(Jan 31): Our base case is for the global economic expansion to continue in 2020.
Whilst we expect a mild improvement in earnings growth, the mature business cycle will likely limit the possible upside, so we expect moderate returns from equities.
We acknowledge the risks from being late in the cycle, but note that the financial imbalances and inflationary pressures that have been the most prominent causes of past recessions appear manageable:
• First, inflationary pressures are likely to build over time, but we expect this to be a slow process that has a long way to travel before becoming more concerning.
• Next, in terms of imbalances across major developed economies, such as rising levels of indebtedness on the part of individuals or corporates, we have seen some increases in risks as the expansion has matured, but, compared to the experience ahead of past crises, these pressures still appear moderate. They are somewhat higher in the US than in Europe consistently, with the US being later on in the economic cycle.

** Information shown **

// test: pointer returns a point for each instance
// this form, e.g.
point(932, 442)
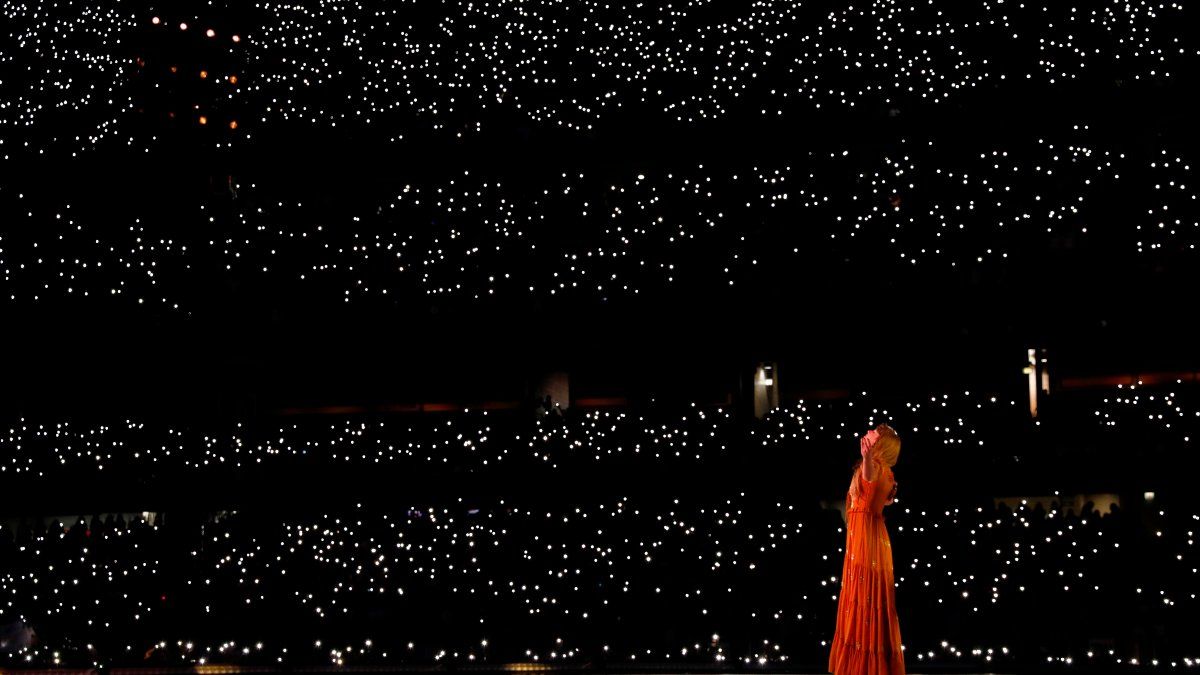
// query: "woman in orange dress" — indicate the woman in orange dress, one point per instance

** Job A **
Rewrite the part of the economic outlook that begins at "(Jan 31): Our" and stops after "becoming more concerning.", with "downturns" in place of "recessions".
** Job B **
Write the next part of the 2020 economic outlook, picking up after its last sentence.

** Exercise answer A **
(Jan 31): Our base case is for the global economic expansion to continue in 2020.
Whilst we expect a mild improvement in earnings growth, the mature business cycle will likely limit the possible upside, so we expect moderate returns from equities.
We acknowledge the risks from being late in the cycle, but note that the financial imbalances and inflationary pressures that have been the most prominent causes of past downturns appear manageable:
• First, inflationary pressures are likely to build over time, but we expect this to be a slow process that has a long way to travel before becoming more concerning.

** Exercise answer B **
• Also, with respect to pressures building up in markets such as valuations in equities (looking at cyclically-adjusted P/E multiples), we have seen some multiple expansion this year. However, valuation levels do not look overextended, given the macro environment and easier monetary conditions and, when we judge risks to markets more broadly, they do not look as stretched as what we have seen in previous cycles such as 1999 (where equity valuations looked much more excessive than today) or 2006 (where housing and credit markets were showing signs of overheating well beyond what we see now).
In light of the above, we do not see a strong rationale for investors to assume a more riskoff position and we favour remaining invested in equities. That said, risks remain elevated, and at current low yield levels bonds may provide weaker protection in the event of an economic or market shock for cross-asset portfolios. We therefore believe investors may need additional tools to deal with these challenges — placing greater emphasis on their portfolio hedging and risk management strategies.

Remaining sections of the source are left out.